#### TO DO
Count the lines below that contain the string "this". Reply with the number alone.

#### MATERIALS PROVIDED
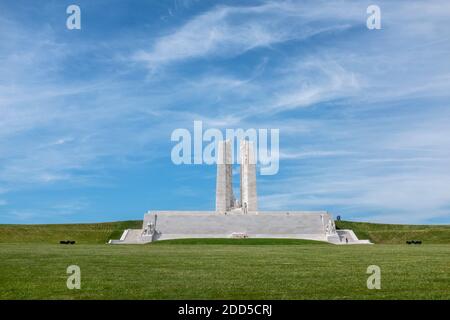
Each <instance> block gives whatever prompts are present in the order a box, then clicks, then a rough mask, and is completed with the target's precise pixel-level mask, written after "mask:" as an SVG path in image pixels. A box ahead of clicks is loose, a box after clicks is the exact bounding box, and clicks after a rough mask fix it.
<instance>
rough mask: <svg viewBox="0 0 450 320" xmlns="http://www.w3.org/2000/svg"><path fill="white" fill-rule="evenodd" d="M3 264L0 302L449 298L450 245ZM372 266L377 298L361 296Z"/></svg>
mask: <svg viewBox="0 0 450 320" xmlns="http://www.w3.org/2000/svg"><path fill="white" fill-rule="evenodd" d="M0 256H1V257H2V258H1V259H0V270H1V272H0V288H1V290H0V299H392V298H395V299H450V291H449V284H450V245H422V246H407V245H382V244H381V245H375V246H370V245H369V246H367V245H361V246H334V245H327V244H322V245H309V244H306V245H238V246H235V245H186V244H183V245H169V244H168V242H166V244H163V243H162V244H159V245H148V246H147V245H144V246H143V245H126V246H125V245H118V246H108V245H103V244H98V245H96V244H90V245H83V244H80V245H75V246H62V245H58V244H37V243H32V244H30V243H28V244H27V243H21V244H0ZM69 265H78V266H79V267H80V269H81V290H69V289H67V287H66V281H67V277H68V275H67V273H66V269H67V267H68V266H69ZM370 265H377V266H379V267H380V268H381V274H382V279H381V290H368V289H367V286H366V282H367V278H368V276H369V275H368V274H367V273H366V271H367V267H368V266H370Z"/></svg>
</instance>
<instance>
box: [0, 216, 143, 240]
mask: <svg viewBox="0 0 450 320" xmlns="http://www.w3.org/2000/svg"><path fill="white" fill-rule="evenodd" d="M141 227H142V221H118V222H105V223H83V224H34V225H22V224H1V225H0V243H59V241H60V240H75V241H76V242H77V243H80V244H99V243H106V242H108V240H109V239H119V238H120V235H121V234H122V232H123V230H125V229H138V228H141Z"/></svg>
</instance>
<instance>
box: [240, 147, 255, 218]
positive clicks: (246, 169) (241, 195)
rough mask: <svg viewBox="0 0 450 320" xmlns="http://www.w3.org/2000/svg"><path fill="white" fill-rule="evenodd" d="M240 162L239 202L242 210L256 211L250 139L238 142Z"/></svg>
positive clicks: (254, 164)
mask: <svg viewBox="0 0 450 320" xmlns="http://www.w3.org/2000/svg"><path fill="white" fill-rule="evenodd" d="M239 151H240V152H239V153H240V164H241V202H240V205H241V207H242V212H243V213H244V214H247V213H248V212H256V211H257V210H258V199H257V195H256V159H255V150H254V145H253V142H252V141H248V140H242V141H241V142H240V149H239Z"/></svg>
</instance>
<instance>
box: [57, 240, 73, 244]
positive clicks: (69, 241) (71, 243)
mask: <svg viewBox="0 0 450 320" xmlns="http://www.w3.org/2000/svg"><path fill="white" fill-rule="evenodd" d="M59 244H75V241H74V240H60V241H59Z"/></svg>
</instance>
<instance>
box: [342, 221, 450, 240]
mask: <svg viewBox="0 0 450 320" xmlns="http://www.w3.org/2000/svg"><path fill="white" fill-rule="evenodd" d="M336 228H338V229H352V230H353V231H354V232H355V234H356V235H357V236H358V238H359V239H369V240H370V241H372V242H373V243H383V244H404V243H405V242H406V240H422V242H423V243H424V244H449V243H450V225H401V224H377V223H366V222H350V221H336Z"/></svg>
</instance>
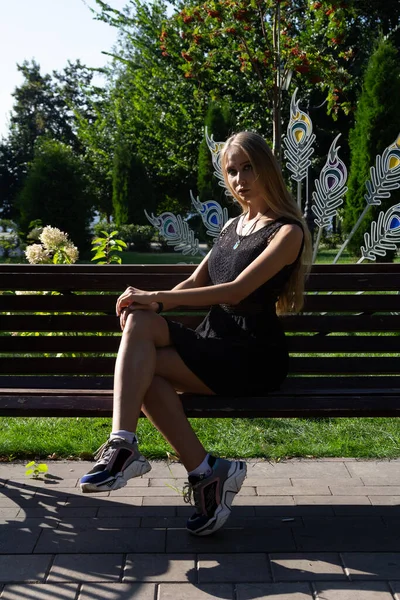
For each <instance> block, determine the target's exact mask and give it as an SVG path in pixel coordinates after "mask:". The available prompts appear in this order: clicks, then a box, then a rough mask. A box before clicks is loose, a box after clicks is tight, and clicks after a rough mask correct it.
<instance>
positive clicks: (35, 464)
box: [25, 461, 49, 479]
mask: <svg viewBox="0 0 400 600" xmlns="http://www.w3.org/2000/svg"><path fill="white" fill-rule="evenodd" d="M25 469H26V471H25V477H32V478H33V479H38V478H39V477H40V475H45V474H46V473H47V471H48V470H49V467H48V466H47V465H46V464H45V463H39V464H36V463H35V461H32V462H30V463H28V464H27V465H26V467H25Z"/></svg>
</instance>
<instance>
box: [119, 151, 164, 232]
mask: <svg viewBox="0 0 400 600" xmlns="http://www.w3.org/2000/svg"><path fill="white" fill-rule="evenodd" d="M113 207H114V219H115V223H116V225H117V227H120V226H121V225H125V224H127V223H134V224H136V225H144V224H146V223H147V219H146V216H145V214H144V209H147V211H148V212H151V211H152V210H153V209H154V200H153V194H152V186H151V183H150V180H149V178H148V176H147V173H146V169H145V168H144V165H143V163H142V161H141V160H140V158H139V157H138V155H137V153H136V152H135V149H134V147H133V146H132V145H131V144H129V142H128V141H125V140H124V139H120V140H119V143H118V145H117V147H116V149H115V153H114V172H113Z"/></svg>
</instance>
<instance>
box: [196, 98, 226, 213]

==

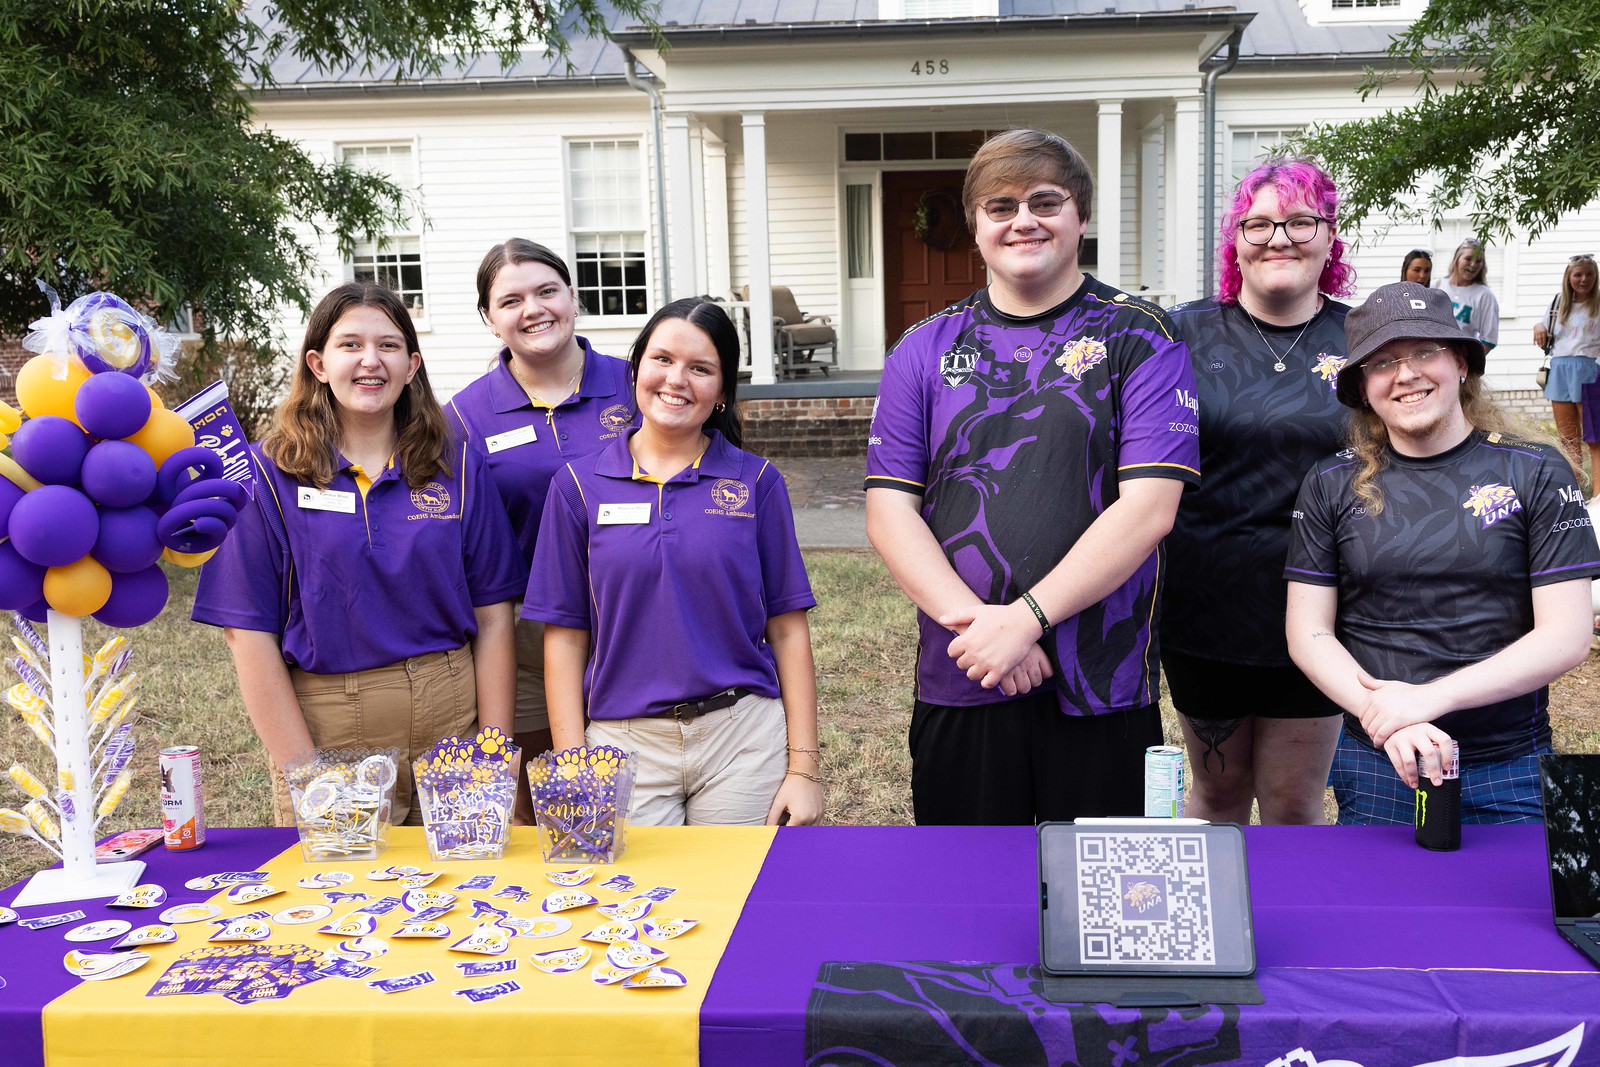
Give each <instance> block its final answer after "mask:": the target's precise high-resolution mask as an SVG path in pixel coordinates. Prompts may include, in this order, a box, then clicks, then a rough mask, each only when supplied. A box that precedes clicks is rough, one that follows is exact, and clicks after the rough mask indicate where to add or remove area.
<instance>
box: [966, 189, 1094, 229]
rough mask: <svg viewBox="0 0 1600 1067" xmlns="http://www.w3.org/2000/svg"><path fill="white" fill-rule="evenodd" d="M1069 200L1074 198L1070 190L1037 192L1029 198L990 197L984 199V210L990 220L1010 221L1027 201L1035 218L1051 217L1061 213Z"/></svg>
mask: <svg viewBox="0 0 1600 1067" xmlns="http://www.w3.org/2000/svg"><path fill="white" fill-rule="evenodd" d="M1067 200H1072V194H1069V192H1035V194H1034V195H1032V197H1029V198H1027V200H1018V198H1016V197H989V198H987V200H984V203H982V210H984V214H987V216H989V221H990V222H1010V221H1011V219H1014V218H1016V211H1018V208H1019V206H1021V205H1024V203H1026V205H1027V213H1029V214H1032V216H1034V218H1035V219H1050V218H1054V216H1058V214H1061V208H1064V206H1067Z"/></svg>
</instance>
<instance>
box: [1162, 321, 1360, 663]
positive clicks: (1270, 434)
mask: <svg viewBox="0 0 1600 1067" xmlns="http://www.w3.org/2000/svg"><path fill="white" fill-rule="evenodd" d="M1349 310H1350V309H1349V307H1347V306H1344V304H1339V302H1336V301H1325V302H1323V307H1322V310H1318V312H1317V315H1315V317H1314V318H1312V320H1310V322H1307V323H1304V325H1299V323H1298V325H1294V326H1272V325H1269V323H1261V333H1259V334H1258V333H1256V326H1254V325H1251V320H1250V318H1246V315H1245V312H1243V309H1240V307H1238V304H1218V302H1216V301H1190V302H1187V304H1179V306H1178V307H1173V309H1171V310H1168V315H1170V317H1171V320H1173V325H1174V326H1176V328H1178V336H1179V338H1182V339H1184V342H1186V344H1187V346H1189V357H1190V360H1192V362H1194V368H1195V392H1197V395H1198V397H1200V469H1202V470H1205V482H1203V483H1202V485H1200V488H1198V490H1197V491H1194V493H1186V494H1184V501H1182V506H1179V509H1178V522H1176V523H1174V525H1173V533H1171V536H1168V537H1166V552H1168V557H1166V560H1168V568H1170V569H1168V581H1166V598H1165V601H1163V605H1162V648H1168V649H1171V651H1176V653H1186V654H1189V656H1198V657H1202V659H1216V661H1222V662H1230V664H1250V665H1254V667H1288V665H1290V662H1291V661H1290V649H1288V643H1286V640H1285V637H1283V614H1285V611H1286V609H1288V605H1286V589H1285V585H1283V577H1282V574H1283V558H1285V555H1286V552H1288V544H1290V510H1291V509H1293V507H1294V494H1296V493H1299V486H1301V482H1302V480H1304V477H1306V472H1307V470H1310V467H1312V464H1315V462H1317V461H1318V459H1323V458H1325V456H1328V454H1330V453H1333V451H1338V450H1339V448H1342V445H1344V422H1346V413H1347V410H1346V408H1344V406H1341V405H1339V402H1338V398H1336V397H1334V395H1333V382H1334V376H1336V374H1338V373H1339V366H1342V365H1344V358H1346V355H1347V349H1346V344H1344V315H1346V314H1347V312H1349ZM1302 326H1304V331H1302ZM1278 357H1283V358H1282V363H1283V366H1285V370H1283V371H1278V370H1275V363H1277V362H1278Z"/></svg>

#### COMPLETED EXERCISE
2